▶ [EXERCISE PASSAGE]:
Grassley’s Inadvertent Revelation

In the introduction to her important book The New Jim Crow, Michelle Alexander admitted that, even as an ACLU lawyer, she had always been skeptical of claims that the war on drugs was intentionally crafted to target blacks. She’d recognized its discriminatory effects, of course, but only when she did her “deep dive” into the research did she recognize the extent to which drug policy was a product of intentional racism.

In much the same way, I have always discounted rhetoric about a “war on women.”Of course I recognize that cultural changes empowering women make a lot of men uncomfortable; I certainly notice (and object to) the arrogance of male legislators who are unwilling to allow women the same autonomy over our lives and bodies that they claim for themselves. And it has always been hard to ignore the prevalence of come-ons from the various boors and outright sexual predators. But I’ve also known and appreciated the large number of “good guys” who welcome culture change, respect women’s autonomy and understand and observe sexual boundaries.

I still think the individual “jerk quotient” of some men shouldn’t be used to label the entire gender. But I no longer dismiss the notion that a number of men are indeed waging a “war on women,” and I no longer underestimate the prevalence of misogyny, especially in the GOP.

This, for example, was infuriating. The Wall Street Journal reported that, during a conversation with its reporters, Senator Grassley was asked why the Republican Party has never put a single woman on the Judiciary committee. His response: women don’t want to  do that much work.

Really, Senator Grassley? How do you explain the fact that Democratic women serve on the committee, and seem to be handling the work? Is it just Republican women who are lazy? Or is it–as Amanda Marcotte suggests in Salon–that misogyny is at the very heart of your right-wing politics?

It’s long been frowned upon to acknowledge this fundamental truth: Misogyny is at the heart of right-wing politics. Pointing out that hatred of women and a desire to keep them under the boot is an animating force of Republican politics is sure to draw pained expressions from many liberal men, certain that the feminists are being hysterical again. Surely feminists don’t think it’s quite as simple as that, right? Surely we understand that anti-abortion views are about a sincere belief that life begins at conception and anyway, Republicans aren’t serious when they say they’re going to ban abortion. That’s just something they say to rile up the rubes, to trick them into voting for the real agenda, which is about economics and taxes. Certainly you women can’t think you are important enough that oppressing you is a major priority for Republicans, right?

▶ [INFORMATION GIVEN]:

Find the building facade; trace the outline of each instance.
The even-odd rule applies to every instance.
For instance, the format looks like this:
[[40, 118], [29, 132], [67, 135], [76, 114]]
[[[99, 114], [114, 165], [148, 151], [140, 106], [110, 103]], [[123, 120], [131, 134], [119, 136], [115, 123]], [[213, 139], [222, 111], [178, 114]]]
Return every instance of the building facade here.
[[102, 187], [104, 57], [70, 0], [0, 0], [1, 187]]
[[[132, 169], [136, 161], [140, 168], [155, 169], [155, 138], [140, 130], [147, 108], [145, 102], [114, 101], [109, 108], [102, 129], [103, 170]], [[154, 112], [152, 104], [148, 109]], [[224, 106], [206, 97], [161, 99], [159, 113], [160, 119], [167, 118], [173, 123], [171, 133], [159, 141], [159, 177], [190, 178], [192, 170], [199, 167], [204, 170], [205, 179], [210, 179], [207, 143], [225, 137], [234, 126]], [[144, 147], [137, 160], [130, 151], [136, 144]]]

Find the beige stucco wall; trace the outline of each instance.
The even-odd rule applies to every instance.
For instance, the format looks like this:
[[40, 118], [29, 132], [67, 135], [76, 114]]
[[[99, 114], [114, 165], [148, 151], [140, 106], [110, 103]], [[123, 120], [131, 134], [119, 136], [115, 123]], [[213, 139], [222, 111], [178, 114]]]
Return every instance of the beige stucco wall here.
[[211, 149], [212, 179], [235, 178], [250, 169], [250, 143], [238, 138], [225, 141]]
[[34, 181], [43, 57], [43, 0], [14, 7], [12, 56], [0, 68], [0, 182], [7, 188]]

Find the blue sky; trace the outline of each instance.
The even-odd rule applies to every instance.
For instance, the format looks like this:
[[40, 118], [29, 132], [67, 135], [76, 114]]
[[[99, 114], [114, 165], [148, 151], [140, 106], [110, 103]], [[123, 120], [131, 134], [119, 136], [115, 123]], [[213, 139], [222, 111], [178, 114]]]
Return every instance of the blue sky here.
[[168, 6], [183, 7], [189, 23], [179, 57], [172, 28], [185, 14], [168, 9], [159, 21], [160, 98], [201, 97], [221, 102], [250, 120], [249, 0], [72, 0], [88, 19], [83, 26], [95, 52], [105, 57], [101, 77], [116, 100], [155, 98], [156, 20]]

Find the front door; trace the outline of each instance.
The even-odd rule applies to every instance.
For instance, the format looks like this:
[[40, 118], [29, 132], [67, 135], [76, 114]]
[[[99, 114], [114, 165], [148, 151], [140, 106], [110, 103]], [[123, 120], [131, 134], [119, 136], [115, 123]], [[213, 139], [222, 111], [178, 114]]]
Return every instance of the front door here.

▶ [WHAT THE TASK ASKS]: Continue the essay on Senator Grassley's remark about women and the Judiciary committee from the point where it stops. The records have no connection to the text.

▶ [RESPONSE AREA]:
Marcotte marshals her evidence: the party’s ongoing support of a President who boasted of grabbing women’s genitals and who has paid several women to keep quiet about his behaviors;  its support for Kavanaugh, despite credible accusations of sexual assault; and especially the tone-deaf, belittling and revealing responses to women’s protests by Grassley and others.

I want to make it clear we’re not going to be intimidated by these people,” Senate Majority Leader Mitch McConnell said of the protesters“Harassing members at their homes, crowding the halls with people acting horribly, the effort to humiliate us really helped me unify my conference,” McConnell told the New York Times. “So I want to thank these clowns for all the help they provided.”

“When you grow up, I’ll be glad to [speak to you],” Sen. Orrin Hatch snapped at a group of protesters, equating grown women with children who need a scolding.

“You needed to go to the cops,” Sen. Lindsey Graham told another protester when she confronted him about her own history of rape, implying that he —  with no information about her situation — understood her options better than she did.

Sen. Ben Sasse dismissed the protests by women against Kavanaugh as “hysteria” three times during the original confirmation hearing, when the focus was primarily on reproductive rights and before sexual assault became an issue.

Donald Trump, of course, is screeching on Twitter about how the protesters are “paid” and funded by “Soros,” because it is impossible for him imagine that women might actually have minds of their own.

Wonder why there’s a gender gap? I think I can clue you in.